Your objective – Transcribe only what runs from the line including "Spot brown fur. Reply like 132, 23, 312, 299" through the last line of the entries, exactly as it appears.

Data entries
== Segment start ==

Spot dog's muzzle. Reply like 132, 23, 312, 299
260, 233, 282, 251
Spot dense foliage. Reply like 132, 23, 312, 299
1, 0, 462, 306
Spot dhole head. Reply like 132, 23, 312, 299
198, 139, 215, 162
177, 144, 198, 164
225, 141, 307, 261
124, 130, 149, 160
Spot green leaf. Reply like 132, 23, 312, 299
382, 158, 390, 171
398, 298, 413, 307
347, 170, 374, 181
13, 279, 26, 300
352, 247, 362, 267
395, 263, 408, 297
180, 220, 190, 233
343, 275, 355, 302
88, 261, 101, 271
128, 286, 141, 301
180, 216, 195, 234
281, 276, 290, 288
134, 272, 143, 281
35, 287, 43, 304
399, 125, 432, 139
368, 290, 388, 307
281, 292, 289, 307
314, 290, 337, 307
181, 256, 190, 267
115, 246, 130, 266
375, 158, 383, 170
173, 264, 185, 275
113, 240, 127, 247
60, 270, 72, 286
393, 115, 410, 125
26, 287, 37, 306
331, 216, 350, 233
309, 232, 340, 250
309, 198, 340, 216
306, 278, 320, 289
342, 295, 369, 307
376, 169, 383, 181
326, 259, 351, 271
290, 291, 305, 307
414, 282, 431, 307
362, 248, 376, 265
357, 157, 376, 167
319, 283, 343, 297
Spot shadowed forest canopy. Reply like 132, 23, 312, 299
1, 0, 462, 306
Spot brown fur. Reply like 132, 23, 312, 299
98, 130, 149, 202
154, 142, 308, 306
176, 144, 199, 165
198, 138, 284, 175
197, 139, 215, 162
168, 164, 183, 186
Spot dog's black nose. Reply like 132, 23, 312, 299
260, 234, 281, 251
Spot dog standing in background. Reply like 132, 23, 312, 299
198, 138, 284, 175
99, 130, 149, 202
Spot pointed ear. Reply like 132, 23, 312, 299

== Segment end ==

Reply –
Spot brown fur. Reply like 132, 23, 312, 299
98, 130, 149, 202
154, 142, 308, 306
176, 144, 199, 165
198, 138, 284, 175
197, 139, 215, 162
168, 164, 183, 186
Spot dog's black nose. Reply like 132, 23, 312, 299
260, 234, 281, 251
Spot dog standing in background. Reply like 132, 23, 312, 299
198, 138, 284, 175
99, 130, 149, 202
Spot pointed ear. Reply like 132, 23, 312, 299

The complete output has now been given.